● **Stated goal**:
Render every line of the records below as a numbered list, omitting any blank lines.

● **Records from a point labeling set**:
═══
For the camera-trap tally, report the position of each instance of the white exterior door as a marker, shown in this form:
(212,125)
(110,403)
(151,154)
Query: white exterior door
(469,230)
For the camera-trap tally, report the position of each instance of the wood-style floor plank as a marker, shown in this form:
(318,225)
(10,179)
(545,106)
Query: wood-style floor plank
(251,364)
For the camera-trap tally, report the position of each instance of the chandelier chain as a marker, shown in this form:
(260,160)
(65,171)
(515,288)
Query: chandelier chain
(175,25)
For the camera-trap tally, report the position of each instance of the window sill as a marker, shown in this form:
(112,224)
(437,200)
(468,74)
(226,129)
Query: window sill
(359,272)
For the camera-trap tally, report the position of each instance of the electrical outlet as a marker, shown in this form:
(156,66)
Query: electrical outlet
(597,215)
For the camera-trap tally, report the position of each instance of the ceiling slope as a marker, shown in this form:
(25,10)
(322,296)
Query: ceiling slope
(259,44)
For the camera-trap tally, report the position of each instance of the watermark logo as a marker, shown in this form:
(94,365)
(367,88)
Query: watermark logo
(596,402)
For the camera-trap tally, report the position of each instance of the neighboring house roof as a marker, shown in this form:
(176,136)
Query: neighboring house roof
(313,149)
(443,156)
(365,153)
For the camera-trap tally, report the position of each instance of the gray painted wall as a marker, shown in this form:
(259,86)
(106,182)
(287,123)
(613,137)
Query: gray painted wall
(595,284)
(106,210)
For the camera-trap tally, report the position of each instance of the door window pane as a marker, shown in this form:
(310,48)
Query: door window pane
═══
● **Exercise result**:
1. For the camera-trap tally, report the position of each instance of the white exterior door as a marker, shown in this form:
2. (212,125)
3. (110,403)
4. (151,154)
5. Query: white exterior door
6. (469,230)
7. For the camera-trap tally, report the position of each instance of the wood-style floor plank as a marker, shown in this form:
8. (318,225)
9. (10,179)
10. (545,106)
11. Query: wood-style floor plank
12. (251,364)
13. For the camera-trap tally, report the position of each instance of the chandelier chain as a marker, shown in this form:
14. (260,160)
15. (65,171)
16. (515,288)
17. Query: chandelier chain
18. (175,25)
19. For the camera-trap tally, report the position of each instance of the window sill as a marker, shown in this form:
20. (112,224)
21. (437,200)
22. (468,74)
23. (226,129)
24. Query: window sill
25. (359,272)
26. For the camera-trap tally, report the position of each instance of the electrical outlet as a marker, shown in this form:
27. (156,66)
28. Query: electrical outlet
29. (597,215)
30. For the camera-trap tally, report the position of each instance of the ceiling slope as a marker, shown in this form:
31. (25,10)
32. (322,296)
33. Query: ceiling slope
34. (259,44)
35. For the camera-trap tally, report the position of each instance of the watermark logo as a marker, shown in this form:
36. (94,365)
37. (367,88)
38. Query: watermark logo
39. (596,402)
40. For the camera-trap tally, report the position of each instance of the neighboring house roof as a marker, shown in this form:
41. (176,136)
42. Query: neighboring house roof
43. (313,149)
44. (443,156)
45. (365,153)
46. For the camera-trap tally, report the position of each instance of the gray painted wall as a marker, shown in this form:
47. (259,86)
48. (106,182)
49. (287,123)
50. (613,137)
51. Query: gray painted wall
52. (595,284)
53. (106,210)
54. For the camera-trap tally, report the position of each instance of the door window pane as a marker, shown in this form:
55. (310,48)
56. Query: door window pane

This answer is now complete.